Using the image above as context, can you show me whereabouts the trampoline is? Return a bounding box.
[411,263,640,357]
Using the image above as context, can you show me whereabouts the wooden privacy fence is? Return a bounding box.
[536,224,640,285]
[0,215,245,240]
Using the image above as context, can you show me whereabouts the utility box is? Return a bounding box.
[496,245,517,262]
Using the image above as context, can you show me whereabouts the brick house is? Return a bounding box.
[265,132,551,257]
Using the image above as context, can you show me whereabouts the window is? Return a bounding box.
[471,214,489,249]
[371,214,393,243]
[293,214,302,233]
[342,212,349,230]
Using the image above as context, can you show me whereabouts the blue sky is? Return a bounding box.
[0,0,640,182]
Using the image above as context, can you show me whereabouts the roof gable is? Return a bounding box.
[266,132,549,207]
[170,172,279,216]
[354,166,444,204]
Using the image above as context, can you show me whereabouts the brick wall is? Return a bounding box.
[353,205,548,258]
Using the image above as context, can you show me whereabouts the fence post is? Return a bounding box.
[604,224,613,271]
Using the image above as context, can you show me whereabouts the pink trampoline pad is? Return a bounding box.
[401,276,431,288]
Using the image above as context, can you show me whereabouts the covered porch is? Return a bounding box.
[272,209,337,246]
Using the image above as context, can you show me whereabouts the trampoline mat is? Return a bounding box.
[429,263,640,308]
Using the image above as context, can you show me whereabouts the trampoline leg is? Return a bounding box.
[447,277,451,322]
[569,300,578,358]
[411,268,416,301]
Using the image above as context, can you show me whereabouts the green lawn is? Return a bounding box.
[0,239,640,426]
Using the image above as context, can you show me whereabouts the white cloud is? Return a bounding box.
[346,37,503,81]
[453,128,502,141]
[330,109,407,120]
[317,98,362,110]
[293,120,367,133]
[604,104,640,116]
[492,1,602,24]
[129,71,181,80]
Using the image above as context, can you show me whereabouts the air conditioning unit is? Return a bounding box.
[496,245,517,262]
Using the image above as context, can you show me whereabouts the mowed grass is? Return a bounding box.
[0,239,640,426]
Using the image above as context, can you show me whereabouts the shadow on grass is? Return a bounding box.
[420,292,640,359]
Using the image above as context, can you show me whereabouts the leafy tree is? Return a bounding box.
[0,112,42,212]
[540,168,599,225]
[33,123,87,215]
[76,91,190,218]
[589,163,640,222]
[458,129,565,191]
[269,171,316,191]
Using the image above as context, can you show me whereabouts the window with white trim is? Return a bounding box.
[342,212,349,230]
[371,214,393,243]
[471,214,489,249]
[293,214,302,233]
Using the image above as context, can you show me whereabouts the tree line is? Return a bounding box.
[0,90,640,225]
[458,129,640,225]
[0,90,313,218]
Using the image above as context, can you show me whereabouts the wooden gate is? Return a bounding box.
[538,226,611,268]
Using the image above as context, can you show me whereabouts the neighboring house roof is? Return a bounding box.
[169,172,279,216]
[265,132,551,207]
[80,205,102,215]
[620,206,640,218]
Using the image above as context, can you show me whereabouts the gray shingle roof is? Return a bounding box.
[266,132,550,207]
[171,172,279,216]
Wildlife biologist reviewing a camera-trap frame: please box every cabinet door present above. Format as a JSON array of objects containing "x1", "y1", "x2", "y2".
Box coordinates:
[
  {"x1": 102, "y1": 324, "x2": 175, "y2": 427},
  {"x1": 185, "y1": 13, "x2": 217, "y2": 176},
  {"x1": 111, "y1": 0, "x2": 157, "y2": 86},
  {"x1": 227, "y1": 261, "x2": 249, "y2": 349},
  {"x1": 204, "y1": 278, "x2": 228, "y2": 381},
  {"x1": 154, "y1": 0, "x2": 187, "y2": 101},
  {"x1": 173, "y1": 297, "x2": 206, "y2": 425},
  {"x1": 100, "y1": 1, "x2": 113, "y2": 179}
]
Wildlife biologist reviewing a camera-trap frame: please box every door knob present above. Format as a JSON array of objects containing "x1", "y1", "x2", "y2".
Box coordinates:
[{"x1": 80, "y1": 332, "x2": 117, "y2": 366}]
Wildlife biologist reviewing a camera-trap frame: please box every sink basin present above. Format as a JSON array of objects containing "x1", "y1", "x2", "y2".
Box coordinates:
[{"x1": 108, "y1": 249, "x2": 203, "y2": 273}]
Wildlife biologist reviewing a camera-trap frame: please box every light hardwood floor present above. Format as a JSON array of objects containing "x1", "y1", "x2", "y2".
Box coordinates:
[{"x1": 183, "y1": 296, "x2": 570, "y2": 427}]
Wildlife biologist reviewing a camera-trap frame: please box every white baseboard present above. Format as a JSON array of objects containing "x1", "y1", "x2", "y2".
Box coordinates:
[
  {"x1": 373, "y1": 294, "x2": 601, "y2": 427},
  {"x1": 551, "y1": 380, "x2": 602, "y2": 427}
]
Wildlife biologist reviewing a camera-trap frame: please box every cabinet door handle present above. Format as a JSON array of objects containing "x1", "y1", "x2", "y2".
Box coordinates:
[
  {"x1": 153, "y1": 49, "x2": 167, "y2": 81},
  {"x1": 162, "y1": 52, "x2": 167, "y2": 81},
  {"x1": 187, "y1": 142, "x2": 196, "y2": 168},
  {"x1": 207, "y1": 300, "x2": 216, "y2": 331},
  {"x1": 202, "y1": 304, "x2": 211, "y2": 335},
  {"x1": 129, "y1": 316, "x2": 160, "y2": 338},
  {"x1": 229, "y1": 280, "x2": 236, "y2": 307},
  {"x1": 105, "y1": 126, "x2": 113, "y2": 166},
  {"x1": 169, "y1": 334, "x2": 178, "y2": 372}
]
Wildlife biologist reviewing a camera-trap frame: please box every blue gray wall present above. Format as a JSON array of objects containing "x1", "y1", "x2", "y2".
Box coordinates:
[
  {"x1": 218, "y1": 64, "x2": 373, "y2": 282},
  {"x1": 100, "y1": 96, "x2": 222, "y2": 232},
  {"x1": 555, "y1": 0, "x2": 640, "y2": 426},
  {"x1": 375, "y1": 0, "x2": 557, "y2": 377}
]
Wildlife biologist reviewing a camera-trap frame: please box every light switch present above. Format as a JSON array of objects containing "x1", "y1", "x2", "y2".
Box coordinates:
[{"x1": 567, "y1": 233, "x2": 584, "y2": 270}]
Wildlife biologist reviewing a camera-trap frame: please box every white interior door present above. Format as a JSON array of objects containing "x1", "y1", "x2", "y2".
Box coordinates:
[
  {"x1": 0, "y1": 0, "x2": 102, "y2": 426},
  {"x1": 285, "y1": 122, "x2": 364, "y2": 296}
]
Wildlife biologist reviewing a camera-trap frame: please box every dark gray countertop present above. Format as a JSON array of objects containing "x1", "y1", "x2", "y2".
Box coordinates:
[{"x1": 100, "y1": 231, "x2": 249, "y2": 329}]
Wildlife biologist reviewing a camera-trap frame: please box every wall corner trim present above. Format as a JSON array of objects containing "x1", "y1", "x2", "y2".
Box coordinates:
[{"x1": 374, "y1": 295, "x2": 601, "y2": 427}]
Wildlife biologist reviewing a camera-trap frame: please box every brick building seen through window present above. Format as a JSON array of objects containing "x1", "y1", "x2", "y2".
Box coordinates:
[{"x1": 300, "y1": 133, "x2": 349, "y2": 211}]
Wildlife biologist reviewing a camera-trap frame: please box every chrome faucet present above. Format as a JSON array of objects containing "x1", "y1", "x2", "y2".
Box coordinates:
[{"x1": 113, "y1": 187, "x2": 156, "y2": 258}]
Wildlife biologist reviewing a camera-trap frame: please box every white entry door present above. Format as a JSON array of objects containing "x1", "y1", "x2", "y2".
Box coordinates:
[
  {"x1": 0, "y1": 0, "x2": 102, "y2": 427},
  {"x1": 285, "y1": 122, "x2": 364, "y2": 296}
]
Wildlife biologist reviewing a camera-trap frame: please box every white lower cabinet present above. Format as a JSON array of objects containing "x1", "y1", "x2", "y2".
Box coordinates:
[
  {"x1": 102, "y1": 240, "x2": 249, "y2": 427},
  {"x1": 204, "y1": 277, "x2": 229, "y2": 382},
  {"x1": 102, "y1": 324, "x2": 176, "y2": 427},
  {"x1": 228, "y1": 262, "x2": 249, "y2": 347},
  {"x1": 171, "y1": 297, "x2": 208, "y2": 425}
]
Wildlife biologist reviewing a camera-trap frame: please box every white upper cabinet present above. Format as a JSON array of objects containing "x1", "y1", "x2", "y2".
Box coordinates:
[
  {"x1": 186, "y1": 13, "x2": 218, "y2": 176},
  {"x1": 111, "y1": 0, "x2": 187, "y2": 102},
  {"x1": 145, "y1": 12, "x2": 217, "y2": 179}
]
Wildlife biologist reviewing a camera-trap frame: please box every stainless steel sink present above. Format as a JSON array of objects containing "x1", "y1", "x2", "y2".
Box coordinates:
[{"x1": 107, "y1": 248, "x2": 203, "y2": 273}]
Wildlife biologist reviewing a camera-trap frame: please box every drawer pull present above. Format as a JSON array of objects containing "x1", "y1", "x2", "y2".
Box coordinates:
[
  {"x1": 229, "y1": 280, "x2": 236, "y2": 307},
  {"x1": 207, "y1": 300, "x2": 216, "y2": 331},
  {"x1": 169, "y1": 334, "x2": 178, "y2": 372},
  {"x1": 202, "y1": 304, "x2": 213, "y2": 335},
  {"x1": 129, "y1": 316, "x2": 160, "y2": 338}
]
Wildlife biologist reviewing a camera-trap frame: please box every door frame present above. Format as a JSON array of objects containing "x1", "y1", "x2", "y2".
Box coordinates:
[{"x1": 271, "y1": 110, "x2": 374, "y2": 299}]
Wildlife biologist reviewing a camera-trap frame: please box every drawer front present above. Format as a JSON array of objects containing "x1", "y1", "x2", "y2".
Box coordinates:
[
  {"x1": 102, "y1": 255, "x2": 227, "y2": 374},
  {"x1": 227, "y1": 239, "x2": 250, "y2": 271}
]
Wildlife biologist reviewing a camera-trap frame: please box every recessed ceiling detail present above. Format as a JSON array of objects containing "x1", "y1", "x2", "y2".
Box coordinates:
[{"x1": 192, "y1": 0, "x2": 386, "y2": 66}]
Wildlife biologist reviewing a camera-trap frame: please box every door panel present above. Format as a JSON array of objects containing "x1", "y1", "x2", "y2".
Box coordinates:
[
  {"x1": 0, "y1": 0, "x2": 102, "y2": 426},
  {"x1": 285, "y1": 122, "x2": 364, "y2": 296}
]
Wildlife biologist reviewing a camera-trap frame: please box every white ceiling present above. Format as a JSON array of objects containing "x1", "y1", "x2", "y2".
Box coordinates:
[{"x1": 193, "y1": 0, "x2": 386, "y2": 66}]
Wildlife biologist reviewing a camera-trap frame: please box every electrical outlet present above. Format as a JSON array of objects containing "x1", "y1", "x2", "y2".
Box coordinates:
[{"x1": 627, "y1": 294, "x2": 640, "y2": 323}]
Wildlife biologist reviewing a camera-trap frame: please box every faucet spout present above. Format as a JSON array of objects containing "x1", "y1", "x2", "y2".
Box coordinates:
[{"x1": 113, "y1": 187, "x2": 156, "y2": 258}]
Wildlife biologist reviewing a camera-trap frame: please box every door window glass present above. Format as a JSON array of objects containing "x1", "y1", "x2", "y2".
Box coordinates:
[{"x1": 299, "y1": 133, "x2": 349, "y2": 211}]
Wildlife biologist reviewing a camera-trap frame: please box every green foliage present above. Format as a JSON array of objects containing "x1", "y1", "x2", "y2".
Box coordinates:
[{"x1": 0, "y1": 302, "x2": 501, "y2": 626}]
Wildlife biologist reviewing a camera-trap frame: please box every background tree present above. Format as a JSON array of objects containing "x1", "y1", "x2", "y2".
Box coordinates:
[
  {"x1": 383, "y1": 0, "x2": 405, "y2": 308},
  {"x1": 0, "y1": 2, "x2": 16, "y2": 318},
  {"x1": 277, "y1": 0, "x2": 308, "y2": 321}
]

---+---

:: Direction ::
Display each line from the records above that contains the string "trim", copied in full.

:: Written solution ::
Using the image above as context, can you show me whereabouts the window with white trim is? Return a bounding box.
Wildlife biologist reviewing a camera-trap frame: please box every wall corner trim present above. Format as a JSON array of objects containing "x1", "y1", "x2", "y2".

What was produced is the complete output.